* **What needs to be done**: Scan the records below. List lines holding "roof".

* **Records from a data source**:

◆ ◆ ◆ ◆ ◆ ◆ ◆

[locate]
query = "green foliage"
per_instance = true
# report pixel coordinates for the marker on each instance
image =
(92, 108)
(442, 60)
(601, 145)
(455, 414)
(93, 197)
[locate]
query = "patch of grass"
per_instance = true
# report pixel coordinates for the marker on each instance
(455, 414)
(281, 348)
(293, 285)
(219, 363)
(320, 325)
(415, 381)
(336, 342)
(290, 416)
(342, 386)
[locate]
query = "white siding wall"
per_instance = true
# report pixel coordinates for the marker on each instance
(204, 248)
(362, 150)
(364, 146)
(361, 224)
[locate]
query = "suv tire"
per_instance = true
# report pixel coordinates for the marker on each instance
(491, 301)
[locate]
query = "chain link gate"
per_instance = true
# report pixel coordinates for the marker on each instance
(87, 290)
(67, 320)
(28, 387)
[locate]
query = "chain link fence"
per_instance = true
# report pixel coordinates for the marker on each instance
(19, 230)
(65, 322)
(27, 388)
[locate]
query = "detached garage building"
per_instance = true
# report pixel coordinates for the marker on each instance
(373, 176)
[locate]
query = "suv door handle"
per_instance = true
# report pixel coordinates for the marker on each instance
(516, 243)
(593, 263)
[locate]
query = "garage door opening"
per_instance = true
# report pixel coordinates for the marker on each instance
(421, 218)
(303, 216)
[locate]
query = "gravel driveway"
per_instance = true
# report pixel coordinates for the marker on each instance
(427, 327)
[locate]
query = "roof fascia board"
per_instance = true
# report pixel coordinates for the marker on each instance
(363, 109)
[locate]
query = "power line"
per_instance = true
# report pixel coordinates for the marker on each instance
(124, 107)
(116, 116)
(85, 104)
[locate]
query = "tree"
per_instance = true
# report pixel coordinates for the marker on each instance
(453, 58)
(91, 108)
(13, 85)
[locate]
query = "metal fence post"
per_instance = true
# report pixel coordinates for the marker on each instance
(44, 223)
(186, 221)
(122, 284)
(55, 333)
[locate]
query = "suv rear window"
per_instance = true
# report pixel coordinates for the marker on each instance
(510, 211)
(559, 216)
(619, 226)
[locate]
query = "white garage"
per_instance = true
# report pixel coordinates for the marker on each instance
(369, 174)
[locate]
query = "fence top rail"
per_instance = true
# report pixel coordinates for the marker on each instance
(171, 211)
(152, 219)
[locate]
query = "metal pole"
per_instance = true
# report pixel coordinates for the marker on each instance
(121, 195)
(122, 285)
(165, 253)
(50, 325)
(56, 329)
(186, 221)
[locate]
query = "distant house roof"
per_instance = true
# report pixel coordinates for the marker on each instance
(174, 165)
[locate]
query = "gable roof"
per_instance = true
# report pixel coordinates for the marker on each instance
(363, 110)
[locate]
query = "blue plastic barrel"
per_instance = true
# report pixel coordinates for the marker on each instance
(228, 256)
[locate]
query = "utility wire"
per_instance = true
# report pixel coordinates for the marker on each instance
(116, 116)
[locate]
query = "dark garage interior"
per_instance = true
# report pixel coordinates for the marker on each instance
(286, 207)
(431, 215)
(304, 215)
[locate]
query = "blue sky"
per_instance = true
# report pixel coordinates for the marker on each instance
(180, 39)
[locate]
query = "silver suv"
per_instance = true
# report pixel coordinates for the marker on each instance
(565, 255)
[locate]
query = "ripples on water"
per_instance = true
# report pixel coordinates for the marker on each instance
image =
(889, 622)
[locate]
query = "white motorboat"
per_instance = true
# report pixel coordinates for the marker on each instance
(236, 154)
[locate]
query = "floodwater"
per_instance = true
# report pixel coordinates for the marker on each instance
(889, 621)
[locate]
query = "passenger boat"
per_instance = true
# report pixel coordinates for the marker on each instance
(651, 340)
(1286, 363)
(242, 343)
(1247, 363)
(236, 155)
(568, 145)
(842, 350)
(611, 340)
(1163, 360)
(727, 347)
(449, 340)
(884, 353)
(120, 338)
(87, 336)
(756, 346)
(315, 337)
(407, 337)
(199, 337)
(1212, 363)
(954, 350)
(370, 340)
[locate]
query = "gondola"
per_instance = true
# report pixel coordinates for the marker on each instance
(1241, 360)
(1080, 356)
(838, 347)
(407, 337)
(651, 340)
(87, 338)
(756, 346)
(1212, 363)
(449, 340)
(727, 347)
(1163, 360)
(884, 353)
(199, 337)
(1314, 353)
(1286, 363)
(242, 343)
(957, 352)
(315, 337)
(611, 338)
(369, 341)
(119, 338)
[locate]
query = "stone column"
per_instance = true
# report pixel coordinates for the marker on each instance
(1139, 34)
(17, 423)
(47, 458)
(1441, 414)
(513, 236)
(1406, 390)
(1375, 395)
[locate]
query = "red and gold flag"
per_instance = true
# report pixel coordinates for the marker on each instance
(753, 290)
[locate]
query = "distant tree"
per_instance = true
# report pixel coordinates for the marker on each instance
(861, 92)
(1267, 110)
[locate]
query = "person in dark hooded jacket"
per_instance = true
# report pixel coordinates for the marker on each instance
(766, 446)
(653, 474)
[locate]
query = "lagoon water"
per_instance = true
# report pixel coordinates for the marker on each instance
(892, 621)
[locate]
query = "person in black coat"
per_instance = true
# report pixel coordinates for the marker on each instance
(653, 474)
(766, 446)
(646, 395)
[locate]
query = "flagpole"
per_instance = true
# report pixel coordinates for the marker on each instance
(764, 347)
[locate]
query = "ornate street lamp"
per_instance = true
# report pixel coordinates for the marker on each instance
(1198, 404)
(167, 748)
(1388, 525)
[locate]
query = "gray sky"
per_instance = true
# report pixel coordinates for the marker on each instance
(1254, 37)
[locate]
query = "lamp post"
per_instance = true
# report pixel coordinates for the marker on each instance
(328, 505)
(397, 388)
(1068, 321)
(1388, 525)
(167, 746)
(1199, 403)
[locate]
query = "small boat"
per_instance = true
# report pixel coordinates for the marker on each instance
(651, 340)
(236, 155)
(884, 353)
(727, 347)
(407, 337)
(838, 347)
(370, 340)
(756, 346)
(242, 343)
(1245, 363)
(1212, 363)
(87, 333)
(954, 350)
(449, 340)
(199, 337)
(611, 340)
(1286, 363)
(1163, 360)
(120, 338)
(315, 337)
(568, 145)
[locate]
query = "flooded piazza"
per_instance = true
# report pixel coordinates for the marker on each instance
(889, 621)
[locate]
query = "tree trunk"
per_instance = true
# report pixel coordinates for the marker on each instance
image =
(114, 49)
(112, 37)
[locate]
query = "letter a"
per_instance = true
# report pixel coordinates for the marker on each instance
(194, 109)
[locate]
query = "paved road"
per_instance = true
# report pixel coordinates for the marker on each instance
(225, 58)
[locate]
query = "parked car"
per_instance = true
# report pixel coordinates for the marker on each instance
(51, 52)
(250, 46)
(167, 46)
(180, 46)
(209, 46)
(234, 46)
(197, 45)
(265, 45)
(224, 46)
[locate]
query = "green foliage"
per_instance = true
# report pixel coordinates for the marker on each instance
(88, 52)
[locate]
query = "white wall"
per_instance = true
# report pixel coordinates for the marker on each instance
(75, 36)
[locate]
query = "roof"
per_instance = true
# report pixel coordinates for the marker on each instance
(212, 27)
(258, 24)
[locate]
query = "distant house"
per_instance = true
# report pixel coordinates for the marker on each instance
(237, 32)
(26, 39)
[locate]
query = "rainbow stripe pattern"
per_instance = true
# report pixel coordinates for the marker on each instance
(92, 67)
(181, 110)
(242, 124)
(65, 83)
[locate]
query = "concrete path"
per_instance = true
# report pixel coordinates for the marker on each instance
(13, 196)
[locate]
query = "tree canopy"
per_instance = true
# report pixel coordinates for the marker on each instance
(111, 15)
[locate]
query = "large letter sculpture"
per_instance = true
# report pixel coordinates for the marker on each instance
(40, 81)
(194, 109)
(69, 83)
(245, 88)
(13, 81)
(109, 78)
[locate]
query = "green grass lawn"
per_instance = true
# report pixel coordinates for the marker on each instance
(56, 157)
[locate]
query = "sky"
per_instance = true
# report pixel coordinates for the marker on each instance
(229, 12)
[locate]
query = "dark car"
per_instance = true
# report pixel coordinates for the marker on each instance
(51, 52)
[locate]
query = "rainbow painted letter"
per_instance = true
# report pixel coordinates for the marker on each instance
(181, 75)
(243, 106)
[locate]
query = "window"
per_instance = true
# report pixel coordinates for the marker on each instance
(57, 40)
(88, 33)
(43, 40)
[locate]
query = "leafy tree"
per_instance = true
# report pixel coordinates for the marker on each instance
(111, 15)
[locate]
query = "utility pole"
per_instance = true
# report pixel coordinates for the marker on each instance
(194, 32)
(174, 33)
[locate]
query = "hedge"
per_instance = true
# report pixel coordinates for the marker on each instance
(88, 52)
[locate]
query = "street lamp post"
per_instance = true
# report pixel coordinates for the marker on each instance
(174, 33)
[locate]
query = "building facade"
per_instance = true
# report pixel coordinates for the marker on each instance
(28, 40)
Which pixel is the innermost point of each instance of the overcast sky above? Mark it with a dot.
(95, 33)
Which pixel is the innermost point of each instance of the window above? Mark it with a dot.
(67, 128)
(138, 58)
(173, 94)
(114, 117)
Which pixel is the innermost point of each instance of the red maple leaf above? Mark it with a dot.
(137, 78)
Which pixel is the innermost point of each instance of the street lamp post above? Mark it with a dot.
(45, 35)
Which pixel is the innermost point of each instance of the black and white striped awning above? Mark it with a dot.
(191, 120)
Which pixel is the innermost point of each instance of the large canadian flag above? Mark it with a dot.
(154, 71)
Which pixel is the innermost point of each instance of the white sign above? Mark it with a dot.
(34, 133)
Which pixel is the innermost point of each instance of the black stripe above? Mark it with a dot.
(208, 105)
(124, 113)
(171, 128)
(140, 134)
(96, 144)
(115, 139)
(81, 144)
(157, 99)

◆ ◆ ◆ ◆ ◆ ◆ ◆

* **Solution for this task**:
query = "roof fascia board"
query = "distant house roof"
query = "gable roof"
query = "roof"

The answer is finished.